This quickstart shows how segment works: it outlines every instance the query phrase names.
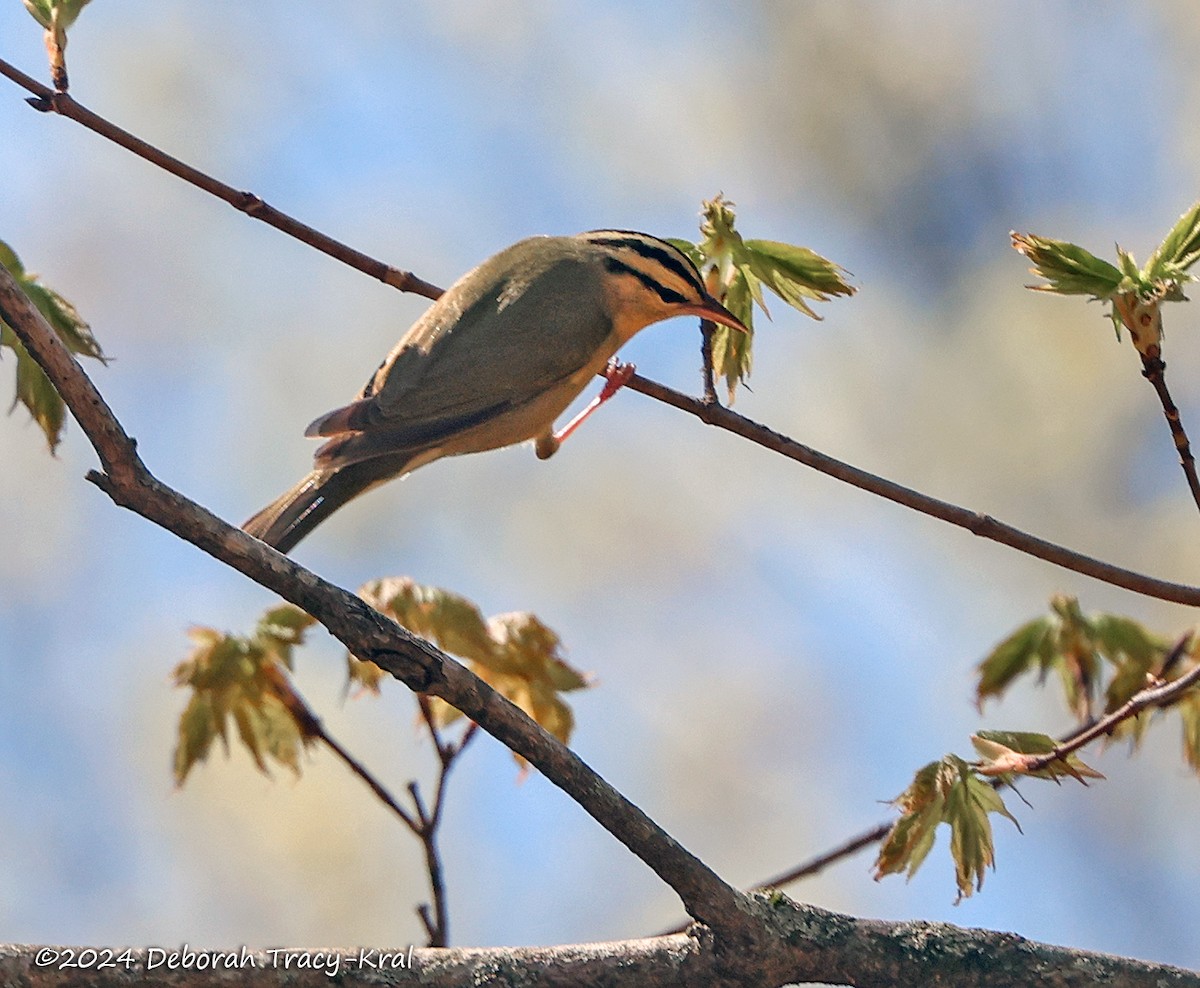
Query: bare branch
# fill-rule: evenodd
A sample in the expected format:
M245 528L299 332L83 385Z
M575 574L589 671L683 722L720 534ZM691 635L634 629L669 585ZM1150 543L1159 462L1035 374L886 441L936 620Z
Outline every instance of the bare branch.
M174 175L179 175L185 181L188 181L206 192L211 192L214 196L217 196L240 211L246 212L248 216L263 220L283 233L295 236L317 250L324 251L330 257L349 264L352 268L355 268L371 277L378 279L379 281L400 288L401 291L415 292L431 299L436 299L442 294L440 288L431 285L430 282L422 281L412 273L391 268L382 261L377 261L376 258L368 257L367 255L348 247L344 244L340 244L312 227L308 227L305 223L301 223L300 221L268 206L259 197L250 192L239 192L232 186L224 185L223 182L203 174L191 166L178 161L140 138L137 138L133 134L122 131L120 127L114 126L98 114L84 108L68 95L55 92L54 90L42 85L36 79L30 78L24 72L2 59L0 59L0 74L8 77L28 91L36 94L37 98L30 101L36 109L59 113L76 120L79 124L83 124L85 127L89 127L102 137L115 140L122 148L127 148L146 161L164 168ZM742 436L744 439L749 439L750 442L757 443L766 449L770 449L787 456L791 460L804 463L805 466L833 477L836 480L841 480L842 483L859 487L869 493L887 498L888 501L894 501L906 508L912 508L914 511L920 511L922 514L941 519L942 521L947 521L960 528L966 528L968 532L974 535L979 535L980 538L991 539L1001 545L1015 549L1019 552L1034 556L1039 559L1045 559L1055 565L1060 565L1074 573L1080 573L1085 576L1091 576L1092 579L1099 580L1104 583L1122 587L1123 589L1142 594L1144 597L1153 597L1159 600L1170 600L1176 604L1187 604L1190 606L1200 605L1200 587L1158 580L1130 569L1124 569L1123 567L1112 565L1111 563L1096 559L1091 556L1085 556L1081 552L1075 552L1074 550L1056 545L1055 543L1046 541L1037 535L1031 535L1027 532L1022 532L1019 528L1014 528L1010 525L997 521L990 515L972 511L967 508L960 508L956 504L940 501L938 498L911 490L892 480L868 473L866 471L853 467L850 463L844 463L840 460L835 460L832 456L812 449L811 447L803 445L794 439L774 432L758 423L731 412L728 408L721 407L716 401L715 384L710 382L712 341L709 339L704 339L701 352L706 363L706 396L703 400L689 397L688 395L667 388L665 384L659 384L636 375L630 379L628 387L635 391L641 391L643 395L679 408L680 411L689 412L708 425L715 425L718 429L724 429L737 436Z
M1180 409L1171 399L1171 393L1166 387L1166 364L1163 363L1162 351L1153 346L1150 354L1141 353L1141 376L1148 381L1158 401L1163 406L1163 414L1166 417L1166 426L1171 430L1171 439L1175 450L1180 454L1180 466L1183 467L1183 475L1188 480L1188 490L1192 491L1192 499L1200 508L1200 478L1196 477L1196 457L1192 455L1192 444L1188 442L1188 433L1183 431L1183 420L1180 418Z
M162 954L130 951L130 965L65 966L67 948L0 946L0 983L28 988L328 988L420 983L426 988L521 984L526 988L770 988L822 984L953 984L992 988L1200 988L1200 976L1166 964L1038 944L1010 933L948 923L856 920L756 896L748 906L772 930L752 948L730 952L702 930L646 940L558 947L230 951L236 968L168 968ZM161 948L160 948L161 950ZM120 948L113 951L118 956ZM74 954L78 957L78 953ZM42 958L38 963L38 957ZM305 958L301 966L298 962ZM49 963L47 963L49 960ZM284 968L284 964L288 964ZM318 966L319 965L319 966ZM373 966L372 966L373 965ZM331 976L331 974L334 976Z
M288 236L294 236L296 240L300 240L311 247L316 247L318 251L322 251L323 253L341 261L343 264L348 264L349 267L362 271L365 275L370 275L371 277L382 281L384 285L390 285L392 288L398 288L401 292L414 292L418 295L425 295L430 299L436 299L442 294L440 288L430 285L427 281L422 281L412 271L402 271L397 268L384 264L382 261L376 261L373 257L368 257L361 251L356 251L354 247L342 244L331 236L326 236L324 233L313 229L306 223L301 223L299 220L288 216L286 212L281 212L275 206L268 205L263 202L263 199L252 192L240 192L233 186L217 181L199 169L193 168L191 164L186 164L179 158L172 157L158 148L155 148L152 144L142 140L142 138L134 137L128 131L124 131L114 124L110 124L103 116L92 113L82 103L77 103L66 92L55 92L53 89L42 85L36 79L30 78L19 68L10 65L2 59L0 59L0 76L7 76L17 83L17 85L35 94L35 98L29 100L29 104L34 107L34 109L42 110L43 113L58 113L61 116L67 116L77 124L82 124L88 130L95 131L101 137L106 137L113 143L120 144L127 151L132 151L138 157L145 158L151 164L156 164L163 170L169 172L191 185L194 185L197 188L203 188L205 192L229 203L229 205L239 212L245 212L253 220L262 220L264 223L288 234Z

--

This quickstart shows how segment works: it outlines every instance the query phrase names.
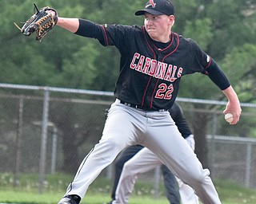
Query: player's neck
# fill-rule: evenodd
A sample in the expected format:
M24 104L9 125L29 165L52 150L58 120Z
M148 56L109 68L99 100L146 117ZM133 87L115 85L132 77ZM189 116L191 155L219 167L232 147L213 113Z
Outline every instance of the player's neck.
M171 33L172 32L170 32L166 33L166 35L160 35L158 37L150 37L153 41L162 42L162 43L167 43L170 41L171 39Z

==

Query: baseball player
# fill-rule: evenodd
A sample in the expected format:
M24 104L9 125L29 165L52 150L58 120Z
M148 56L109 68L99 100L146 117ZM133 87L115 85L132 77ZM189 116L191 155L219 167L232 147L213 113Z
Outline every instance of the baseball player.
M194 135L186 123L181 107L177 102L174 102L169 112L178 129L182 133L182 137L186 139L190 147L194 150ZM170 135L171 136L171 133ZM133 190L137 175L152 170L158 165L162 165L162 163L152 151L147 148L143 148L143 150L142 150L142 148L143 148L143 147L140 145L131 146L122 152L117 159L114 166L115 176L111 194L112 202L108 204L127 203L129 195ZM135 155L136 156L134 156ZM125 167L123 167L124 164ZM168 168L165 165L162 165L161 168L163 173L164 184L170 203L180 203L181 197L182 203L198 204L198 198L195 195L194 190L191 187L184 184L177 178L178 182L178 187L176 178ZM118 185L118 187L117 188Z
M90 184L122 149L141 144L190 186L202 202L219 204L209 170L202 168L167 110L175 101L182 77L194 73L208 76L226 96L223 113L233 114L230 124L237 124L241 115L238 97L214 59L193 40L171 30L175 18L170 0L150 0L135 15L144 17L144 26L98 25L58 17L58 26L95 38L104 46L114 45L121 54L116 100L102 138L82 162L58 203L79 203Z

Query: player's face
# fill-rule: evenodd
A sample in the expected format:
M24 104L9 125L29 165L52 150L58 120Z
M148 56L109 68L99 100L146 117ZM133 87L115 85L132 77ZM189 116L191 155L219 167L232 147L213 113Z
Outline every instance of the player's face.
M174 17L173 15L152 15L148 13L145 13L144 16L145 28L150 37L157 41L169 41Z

**What is expected**
Return, word for word, the lines from the items above, starting with the line that contains "Query: baseball player" and going on through the line that contains "Outline every instance of the baseball", with both of those lines included.

**Completed task**
Query: baseball player
# fill-rule: evenodd
A sample in the expected format:
M24 104L9 125L29 165L52 150L58 120Z
M148 56L109 68L99 100L146 117ZM133 87L115 85L132 77ZM189 116L191 155L219 167L232 147L213 113Z
Outline every instance of the baseball player.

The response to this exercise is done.